- Data records -
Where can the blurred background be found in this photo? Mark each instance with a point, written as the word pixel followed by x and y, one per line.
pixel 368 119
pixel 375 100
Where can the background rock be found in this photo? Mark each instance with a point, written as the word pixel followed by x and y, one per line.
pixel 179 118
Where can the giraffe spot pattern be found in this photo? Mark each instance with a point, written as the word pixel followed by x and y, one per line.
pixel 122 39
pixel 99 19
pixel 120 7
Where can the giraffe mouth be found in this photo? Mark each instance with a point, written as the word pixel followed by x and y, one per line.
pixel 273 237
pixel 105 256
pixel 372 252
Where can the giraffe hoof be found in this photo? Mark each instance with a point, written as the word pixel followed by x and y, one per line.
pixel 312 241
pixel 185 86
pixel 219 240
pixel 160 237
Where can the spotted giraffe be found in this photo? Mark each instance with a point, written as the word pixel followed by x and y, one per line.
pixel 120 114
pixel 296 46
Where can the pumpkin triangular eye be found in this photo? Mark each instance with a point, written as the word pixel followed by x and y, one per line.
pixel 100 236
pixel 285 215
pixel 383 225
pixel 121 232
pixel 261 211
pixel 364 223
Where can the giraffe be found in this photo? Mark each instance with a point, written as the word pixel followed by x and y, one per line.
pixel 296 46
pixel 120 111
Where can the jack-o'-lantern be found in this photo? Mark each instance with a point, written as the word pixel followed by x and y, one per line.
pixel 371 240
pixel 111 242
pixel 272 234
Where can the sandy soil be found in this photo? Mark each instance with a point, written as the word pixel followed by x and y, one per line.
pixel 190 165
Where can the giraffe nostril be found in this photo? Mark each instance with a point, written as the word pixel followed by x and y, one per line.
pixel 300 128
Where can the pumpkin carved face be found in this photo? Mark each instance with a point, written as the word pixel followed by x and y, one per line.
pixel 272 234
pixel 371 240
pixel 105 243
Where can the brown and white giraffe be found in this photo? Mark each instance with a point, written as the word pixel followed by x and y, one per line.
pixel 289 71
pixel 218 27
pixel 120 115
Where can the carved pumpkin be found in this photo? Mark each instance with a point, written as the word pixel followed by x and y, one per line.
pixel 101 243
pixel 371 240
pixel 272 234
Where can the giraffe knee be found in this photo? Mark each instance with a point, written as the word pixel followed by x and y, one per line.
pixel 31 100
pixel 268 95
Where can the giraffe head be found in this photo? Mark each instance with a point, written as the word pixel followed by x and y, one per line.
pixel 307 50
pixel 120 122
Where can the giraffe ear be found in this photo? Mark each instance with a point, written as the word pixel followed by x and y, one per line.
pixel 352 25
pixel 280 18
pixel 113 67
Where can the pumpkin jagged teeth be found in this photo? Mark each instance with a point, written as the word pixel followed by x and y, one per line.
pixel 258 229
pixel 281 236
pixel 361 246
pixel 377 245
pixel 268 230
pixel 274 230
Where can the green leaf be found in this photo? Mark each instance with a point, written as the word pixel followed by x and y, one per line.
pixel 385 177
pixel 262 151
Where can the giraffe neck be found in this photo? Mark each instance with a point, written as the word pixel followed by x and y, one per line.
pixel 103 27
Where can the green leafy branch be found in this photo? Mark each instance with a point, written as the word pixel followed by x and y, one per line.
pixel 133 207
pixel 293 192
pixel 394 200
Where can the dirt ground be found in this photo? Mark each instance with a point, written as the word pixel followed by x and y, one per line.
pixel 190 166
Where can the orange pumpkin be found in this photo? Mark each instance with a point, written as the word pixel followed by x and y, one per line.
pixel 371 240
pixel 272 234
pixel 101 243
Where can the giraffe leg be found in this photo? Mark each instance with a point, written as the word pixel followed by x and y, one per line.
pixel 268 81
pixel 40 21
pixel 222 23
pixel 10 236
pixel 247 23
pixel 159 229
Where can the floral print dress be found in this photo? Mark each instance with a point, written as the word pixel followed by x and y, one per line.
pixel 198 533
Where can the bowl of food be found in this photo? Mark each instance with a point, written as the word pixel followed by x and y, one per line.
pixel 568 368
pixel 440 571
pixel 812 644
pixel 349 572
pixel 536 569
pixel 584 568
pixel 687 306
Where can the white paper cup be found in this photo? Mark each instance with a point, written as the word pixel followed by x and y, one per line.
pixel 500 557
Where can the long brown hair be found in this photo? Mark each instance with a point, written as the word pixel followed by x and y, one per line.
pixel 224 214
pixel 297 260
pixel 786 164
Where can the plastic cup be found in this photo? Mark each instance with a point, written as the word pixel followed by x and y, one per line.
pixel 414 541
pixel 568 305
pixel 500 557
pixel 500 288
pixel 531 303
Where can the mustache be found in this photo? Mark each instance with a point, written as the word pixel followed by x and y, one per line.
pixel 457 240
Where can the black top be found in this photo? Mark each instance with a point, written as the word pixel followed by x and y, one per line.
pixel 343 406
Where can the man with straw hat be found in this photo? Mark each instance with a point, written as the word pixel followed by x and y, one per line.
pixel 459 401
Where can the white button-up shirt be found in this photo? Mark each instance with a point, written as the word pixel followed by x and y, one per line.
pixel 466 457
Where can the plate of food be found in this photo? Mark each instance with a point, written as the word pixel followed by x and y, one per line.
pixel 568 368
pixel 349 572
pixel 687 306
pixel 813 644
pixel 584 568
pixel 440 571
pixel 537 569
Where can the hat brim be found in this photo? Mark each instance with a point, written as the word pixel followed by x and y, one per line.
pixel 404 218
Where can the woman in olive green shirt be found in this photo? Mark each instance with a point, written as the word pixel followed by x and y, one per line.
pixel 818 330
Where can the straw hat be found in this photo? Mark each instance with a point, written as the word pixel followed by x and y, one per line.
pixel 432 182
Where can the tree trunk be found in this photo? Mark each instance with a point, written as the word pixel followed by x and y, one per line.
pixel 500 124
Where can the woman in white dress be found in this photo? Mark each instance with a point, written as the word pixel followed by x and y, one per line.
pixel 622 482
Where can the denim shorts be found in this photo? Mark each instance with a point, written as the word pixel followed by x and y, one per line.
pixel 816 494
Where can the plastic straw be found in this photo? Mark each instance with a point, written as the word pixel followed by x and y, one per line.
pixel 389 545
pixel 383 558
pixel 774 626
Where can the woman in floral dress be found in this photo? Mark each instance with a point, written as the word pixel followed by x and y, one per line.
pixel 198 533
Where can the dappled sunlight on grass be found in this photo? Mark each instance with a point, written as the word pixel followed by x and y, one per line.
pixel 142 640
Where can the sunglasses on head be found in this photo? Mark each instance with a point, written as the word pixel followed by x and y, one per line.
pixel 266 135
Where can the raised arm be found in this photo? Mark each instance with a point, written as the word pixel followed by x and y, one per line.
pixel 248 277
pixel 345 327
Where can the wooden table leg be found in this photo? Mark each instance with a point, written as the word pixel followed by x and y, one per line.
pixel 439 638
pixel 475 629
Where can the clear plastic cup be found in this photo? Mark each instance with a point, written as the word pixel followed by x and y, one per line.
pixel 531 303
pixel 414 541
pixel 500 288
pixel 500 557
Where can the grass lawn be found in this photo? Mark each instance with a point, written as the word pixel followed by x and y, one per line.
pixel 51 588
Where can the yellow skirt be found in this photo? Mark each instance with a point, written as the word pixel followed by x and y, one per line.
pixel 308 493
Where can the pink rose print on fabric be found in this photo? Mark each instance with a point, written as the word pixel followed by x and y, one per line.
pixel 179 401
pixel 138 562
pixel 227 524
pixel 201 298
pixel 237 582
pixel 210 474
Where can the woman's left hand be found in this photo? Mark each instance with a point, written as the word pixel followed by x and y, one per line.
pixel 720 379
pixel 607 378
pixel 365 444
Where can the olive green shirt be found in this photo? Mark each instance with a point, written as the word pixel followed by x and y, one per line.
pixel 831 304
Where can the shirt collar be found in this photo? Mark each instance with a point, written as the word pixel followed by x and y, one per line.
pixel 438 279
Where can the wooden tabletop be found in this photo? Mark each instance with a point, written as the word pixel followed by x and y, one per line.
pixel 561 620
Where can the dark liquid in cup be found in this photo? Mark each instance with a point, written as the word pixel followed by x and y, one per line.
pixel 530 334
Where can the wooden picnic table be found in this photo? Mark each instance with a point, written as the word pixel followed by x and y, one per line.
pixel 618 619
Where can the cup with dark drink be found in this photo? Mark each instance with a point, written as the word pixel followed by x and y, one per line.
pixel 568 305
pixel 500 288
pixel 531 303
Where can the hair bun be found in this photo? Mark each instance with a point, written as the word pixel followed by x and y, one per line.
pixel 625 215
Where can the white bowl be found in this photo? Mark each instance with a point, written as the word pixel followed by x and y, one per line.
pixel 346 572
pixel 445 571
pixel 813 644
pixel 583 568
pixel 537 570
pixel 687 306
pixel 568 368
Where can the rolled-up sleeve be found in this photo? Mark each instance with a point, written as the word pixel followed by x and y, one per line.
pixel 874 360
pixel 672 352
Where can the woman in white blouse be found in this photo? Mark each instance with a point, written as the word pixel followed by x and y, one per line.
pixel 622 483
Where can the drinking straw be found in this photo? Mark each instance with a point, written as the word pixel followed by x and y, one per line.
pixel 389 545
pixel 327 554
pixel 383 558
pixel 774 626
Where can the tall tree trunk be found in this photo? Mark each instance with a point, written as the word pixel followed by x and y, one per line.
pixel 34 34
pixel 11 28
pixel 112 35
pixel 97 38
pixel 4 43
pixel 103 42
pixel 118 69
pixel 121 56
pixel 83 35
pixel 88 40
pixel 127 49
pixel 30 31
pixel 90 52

- What to work on -
The lines from the one holding "Where can the dark" to the last line of the entries, both included: retype them exactly and give nothing else.

- Solution to this task -
Where can the dark liquid in cup be found in this photo? Mark each instance with a point, written as the word pixel followed by x and y, one per line.
pixel 530 334
Where can the wooden picnic table be found in this photo? Mark each instance with a point, written as the word pixel followed by x and y, one per line.
pixel 618 619
Where can the cup with dark drink be found in this photo? Mark each instance with a point, written as the word pixel followed by x and y, one per line.
pixel 568 305
pixel 500 288
pixel 531 303
Where can the hair bun be found in this photo? Mark each instance with a point, written as the word pixel followed by x and y, one per line.
pixel 625 215
Where can the white bowl be found in this photo? Mark each instance with a point, written as the word pixel followed by x and y, one per line.
pixel 346 572
pixel 445 571
pixel 813 644
pixel 583 568
pixel 537 570
pixel 687 306
pixel 568 368
Where can the rolled-up sleeve be found in this photo? Mark each instance with a point, written as the word pixel followed by x and y, one per line.
pixel 874 360
pixel 672 352
Where can the woman in white blouse be found in this photo? Mark each instance with a point, written as the word pixel followed by x and y, one per line.
pixel 622 483
Where can the drinking straw be found in this photo? Mark each instance with a point, written as the word pixel followed by x and y, one per line.
pixel 389 545
pixel 327 554
pixel 383 558
pixel 774 626
Where can the tall tree trunk be found in this photo? Mark each instance with a point, written as the word pixel followed by x and y, one per line.
pixel 34 34
pixel 11 28
pixel 112 35
pixel 97 38
pixel 4 43
pixel 103 42
pixel 118 69
pixel 121 56
pixel 83 35
pixel 88 40
pixel 127 49
pixel 30 31
pixel 90 52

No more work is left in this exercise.